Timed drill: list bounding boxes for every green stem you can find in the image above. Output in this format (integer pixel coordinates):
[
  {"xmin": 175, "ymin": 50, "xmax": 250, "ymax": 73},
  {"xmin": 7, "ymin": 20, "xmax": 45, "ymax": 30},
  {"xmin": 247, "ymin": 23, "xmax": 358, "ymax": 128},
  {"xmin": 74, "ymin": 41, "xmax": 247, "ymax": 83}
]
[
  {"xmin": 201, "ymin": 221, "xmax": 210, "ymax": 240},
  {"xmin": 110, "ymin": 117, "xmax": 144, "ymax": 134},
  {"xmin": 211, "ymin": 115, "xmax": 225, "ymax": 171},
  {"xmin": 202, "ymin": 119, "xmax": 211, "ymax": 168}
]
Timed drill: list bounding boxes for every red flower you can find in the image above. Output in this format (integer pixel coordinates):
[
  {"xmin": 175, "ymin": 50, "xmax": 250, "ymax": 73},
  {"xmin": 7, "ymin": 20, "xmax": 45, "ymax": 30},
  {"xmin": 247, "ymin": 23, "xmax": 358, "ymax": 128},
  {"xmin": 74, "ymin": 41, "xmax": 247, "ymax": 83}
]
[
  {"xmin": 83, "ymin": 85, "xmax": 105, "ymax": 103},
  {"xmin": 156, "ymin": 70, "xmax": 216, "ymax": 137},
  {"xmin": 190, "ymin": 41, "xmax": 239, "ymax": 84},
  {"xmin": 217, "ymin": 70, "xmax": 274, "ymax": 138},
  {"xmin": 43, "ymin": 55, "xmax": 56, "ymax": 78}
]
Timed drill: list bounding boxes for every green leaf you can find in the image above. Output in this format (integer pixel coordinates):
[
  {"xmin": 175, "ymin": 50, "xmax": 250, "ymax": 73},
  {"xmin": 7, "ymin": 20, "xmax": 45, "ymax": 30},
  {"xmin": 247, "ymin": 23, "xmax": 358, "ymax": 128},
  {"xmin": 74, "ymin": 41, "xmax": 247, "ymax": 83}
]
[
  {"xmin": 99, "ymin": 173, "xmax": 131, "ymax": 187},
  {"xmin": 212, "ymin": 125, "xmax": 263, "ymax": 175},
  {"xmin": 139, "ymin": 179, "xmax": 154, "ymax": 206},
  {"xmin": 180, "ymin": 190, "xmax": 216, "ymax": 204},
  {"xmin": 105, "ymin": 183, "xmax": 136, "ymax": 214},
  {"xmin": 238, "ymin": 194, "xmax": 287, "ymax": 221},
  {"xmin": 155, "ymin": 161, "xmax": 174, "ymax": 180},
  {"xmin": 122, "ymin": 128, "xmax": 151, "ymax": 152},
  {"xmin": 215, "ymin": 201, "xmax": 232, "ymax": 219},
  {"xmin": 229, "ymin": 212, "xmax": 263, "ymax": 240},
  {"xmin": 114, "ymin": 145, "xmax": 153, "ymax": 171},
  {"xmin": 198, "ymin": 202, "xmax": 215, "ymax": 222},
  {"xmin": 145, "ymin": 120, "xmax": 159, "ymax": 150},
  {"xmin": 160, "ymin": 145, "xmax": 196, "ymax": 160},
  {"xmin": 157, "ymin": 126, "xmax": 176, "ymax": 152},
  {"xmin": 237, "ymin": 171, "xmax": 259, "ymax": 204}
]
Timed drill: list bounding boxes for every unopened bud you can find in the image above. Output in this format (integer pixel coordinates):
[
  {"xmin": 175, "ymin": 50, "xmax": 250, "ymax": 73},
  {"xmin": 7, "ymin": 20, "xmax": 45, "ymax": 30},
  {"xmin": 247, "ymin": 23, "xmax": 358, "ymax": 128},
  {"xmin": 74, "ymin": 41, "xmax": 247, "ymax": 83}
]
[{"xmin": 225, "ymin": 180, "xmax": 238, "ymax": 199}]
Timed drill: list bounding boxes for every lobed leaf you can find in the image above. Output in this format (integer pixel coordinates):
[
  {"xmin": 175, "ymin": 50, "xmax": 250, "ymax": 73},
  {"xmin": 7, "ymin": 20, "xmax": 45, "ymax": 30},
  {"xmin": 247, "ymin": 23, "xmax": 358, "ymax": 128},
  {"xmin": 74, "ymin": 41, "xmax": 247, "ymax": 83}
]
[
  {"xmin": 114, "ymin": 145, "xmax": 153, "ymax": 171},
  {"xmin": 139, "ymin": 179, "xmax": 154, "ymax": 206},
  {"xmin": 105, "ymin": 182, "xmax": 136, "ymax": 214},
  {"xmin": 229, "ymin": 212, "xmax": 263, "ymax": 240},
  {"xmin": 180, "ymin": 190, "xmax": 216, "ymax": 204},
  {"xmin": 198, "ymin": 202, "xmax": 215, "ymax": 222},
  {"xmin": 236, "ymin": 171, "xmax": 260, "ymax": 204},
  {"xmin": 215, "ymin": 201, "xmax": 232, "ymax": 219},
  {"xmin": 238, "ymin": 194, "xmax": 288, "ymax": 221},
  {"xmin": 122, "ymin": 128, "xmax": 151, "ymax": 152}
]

- - - -

Required work:
Take from the listing above each line that contains the string "integer".

Worked solution:
Timed drill: list bounding boxes for every green stem you can find in the image above. Output in this format (integer pixel coordinates):
Timed drill: list bounding boxes for every red flower you can find in the image above. Output in this format (integer pixel coordinates):
Timed drill: list bounding boxes for every green leaf you can find in the image above. Output in this format (integer pixel coordinates):
Timed drill: list bounding boxes for every unopened bud you can find in the image above. Output in this format (integer pixel coordinates):
Timed drill: list bounding boxes for every lobed leaf you can find in the image above. Output in this format (integer pixel coordinates):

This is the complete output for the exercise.